╭─ SELECTED PASSAGE

Not saying this would happen but I find most of your arguments to be either wildly ahistorical or childish. First of all, the social murder of the poor is not an all or nothing game. And it does not require the most cartoonishly evil murder weapon possible to be done. We’ve seen it happen multiple times in history without Boston dynamics dogs strapped with guns executing order 66 for your Reddit epic awards.

>rich people do not see themselves as a collective in group

(Citation needed)- hundreds of years of history in everything from self consciously bourgeois revolutions to collective action within political parties to squash “populism,” even into personal lives in where the extremely wealthy are educated (in a place like England for example, they’re all largely together in a group of schools from the time they can read, and continue onto one of a handful of elite universities), even just to the modern intermingling of celebrity, business, and political culture all coalesce to tell me you already have no idea what you’re talking about.

╰─
╭─ PROVIDED RECORDS

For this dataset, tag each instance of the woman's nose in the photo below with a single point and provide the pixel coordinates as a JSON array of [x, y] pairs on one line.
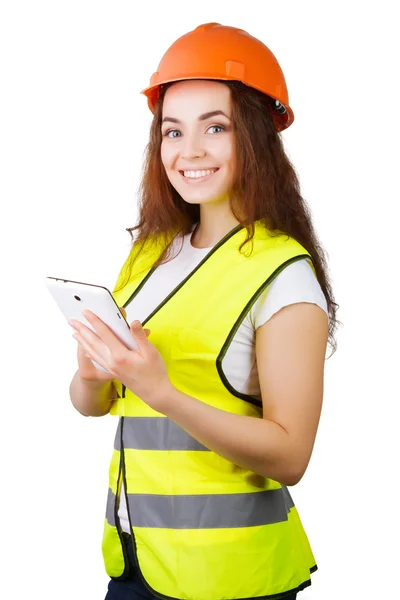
[[192, 147]]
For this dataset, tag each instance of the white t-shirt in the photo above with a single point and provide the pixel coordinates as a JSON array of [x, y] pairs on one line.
[[296, 283]]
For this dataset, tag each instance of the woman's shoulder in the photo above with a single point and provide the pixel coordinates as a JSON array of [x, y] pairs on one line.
[[296, 283]]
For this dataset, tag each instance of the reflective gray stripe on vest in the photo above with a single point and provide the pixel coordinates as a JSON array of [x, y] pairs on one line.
[[155, 433], [205, 511]]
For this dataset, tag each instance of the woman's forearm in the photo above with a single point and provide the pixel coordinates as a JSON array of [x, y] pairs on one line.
[[262, 446], [91, 399]]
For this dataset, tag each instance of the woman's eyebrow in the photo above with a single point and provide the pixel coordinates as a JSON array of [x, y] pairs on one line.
[[202, 117]]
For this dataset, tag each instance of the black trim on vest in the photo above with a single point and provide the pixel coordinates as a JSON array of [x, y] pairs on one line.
[[121, 471], [228, 341], [182, 283]]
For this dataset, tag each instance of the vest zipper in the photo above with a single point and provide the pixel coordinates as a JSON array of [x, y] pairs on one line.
[[116, 507]]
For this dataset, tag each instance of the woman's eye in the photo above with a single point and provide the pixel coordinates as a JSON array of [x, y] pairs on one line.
[[216, 127], [172, 131]]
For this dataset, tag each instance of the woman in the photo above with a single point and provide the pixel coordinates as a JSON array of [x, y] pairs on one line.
[[219, 409]]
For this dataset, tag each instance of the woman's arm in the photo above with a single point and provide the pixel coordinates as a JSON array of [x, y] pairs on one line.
[[92, 399], [290, 352]]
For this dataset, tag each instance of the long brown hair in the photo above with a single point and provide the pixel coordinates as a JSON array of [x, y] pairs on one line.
[[266, 188]]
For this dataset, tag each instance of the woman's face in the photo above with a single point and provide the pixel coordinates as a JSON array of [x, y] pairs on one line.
[[197, 148]]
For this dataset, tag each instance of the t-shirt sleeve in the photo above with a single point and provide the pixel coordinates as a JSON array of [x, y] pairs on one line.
[[296, 283]]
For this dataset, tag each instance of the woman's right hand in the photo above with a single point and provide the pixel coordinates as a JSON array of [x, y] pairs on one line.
[[87, 371]]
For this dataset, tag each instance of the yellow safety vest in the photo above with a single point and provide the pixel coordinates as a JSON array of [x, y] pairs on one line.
[[203, 528]]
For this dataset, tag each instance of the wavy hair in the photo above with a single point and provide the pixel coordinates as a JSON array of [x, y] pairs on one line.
[[266, 187]]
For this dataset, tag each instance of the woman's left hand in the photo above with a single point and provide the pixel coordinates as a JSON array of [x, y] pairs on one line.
[[143, 371]]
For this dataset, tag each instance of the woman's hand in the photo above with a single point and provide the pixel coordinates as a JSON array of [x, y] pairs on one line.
[[143, 371]]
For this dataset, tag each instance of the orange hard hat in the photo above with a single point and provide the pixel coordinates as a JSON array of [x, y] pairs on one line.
[[214, 51]]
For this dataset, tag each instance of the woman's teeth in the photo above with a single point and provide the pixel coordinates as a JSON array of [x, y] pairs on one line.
[[197, 174]]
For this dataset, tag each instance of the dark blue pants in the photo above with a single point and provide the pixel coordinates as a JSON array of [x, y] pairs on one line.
[[134, 589]]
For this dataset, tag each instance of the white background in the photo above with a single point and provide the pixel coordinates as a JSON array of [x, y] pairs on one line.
[[72, 133]]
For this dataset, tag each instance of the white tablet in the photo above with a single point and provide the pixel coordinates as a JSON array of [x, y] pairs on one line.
[[73, 297]]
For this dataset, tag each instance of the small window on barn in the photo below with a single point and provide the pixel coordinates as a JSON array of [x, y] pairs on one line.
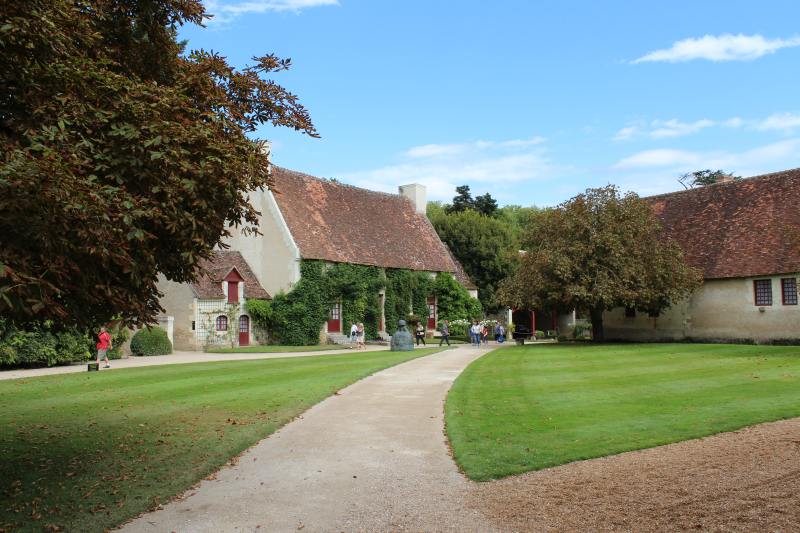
[[763, 291], [789, 290]]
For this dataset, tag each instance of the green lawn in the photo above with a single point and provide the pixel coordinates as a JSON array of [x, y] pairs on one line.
[[525, 408], [85, 452], [271, 348]]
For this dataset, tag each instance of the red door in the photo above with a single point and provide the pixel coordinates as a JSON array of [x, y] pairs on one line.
[[335, 319], [244, 330], [431, 313]]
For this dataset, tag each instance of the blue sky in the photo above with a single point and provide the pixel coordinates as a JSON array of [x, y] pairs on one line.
[[532, 101]]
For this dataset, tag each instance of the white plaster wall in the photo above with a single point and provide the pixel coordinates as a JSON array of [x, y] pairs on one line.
[[273, 256], [718, 310], [178, 302]]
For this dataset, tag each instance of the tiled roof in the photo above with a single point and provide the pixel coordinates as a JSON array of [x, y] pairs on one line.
[[209, 285], [460, 274], [346, 224], [736, 229]]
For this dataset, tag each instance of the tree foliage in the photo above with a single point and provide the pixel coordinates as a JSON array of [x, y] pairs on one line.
[[122, 156], [464, 201], [596, 252], [484, 246], [701, 178]]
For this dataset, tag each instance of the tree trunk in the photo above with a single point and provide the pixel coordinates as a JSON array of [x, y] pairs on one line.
[[598, 335]]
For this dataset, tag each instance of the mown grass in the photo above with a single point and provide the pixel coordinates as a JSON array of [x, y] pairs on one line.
[[269, 348], [527, 408], [85, 452]]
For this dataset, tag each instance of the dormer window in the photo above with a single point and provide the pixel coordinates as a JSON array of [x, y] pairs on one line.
[[233, 279]]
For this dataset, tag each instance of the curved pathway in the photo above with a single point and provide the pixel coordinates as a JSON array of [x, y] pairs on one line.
[[371, 458], [175, 358]]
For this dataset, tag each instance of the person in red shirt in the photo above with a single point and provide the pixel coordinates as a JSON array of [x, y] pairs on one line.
[[103, 346]]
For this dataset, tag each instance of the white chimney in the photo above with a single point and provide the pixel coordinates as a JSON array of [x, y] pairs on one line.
[[418, 196]]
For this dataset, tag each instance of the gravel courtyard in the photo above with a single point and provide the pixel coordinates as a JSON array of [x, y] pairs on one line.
[[747, 480]]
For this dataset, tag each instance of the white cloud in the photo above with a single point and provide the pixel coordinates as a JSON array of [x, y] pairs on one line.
[[783, 154], [675, 128], [484, 165], [657, 171], [626, 133], [660, 129], [438, 150], [724, 47], [779, 121], [227, 11], [661, 157]]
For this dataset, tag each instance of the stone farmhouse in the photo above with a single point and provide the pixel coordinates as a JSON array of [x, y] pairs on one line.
[[745, 237], [302, 218]]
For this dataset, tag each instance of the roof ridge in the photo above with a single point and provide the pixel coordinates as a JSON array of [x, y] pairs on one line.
[[769, 175], [341, 184]]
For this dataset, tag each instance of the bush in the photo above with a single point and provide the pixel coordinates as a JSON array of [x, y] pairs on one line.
[[582, 331], [39, 345], [151, 341]]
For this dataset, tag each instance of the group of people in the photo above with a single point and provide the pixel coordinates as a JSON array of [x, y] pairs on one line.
[[357, 336], [479, 333]]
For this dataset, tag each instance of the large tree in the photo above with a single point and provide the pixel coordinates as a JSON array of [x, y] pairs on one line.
[[701, 178], [122, 156], [598, 251], [484, 246]]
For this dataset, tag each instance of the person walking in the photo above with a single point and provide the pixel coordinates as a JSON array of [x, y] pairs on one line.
[[353, 334], [103, 346], [499, 333], [445, 330], [420, 334], [475, 333], [360, 336]]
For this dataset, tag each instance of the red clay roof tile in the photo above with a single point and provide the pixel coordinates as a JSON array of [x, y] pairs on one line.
[[345, 224], [209, 285], [736, 229]]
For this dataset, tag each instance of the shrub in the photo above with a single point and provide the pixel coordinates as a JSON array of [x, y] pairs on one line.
[[581, 331], [39, 345], [151, 341]]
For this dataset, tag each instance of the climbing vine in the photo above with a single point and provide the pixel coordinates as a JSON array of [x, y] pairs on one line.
[[296, 317]]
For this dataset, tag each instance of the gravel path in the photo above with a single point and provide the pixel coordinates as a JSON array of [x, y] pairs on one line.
[[747, 480], [372, 458]]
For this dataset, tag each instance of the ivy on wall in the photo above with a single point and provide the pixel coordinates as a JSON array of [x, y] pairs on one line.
[[296, 317]]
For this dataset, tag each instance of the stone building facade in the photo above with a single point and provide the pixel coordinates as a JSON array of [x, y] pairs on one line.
[[745, 237]]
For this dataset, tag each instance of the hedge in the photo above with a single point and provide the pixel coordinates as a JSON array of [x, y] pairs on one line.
[[151, 341], [42, 344]]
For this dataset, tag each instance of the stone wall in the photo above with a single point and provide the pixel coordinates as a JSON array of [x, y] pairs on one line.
[[720, 310]]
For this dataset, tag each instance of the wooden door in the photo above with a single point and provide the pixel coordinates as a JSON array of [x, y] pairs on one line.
[[335, 319], [431, 313], [244, 330]]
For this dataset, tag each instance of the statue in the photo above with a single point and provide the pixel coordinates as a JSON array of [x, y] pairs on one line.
[[402, 340]]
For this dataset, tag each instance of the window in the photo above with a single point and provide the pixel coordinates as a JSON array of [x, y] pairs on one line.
[[233, 292], [763, 291], [789, 290]]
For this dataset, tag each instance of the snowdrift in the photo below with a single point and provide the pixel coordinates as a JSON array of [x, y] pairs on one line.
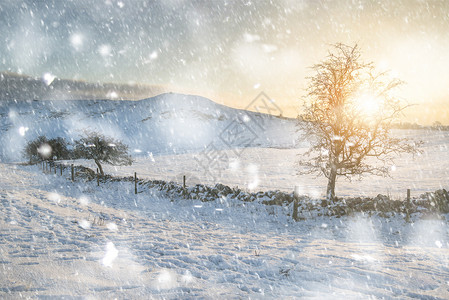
[[165, 124]]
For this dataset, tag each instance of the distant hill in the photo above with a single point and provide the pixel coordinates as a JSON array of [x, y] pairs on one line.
[[165, 124], [22, 87]]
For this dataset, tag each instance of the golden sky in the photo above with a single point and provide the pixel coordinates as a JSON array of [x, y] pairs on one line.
[[230, 51]]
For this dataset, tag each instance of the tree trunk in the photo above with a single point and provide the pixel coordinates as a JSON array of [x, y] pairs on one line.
[[331, 184], [99, 167]]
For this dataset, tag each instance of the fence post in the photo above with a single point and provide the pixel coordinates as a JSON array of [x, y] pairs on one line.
[[408, 207], [135, 183], [295, 204]]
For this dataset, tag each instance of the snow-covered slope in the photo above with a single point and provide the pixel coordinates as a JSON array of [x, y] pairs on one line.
[[168, 123]]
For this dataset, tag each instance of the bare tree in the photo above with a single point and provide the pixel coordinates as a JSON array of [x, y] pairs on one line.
[[102, 149], [46, 149], [349, 111]]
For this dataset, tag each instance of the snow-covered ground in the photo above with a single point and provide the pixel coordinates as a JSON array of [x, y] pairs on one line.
[[78, 241], [276, 169]]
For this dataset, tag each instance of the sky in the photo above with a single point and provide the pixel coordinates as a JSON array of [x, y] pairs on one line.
[[230, 51]]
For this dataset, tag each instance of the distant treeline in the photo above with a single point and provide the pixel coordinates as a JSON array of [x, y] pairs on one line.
[[21, 87]]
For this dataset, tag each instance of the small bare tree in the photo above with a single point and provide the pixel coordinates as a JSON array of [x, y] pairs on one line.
[[349, 111], [102, 149]]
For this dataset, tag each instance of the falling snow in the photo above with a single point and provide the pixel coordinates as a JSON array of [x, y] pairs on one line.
[[134, 71]]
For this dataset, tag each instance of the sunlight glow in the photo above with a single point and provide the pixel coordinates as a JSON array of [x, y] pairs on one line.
[[368, 106]]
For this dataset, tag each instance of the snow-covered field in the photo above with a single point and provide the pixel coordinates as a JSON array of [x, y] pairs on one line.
[[74, 240], [77, 241], [276, 169]]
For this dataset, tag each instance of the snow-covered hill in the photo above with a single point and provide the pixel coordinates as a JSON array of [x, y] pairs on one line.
[[168, 123]]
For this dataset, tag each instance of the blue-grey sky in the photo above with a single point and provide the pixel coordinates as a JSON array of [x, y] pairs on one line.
[[229, 50]]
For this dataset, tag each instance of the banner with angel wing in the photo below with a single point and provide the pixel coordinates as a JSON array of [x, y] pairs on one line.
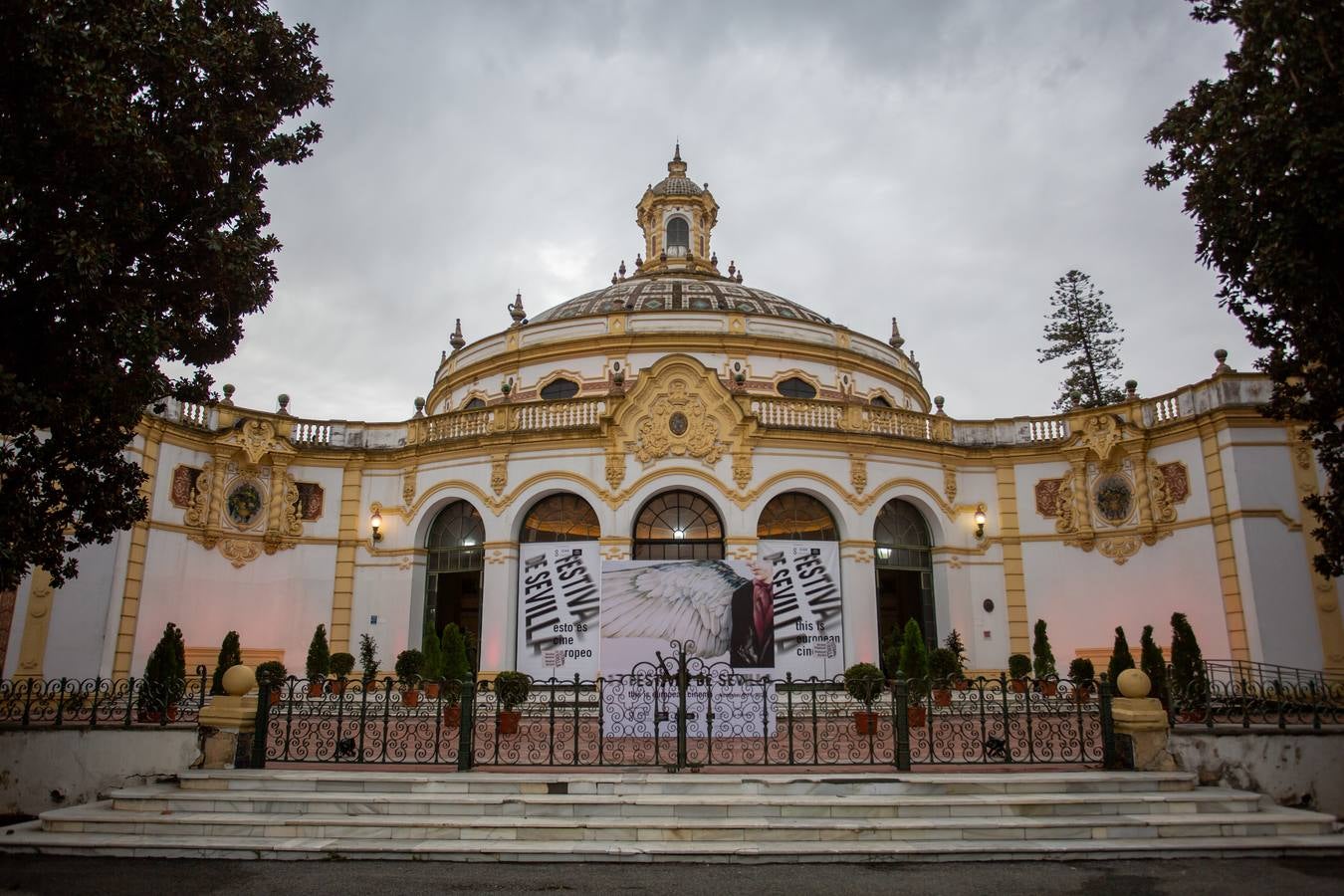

╰─

» INSTRUCTIONS:
**a.** In the comment about the wealthy, why does the writer reject the claim that rich people do not see themselves as a collective in group? Please answer in one to three sentences.
**b.** Reproduce word for word the part of the comment starting at "(Citation needed)- hundreds" and ending at "you’re talking about.".

» RESPONSES BY TASK:
**a.** The writer points to hundreds of years of history: self-consciously bourgeois revolutions, collective action within political parties to squash "populism," and the extremely wealthy being educated together, as in England, where they attend a group of schools from the time they can read and then a handful of elite universities. The writer also cites the modern intermingling of celebrity, business, and political culture.

**b.**
(Citation needed)- hundreds of years of history in everything from self consciously bourgeois revolutions to collective action within political parties to squash “populism,” even into personal lives in where the extremely wealthy are educated (in a place like England for example, they’re all largely together in a group of schools from the time they can read, and continue onto one of a handful of elite universities), even just to the modern intermingling of celebrity, business, and political culture all coalesce to tell me you already have no idea what you’re talking about.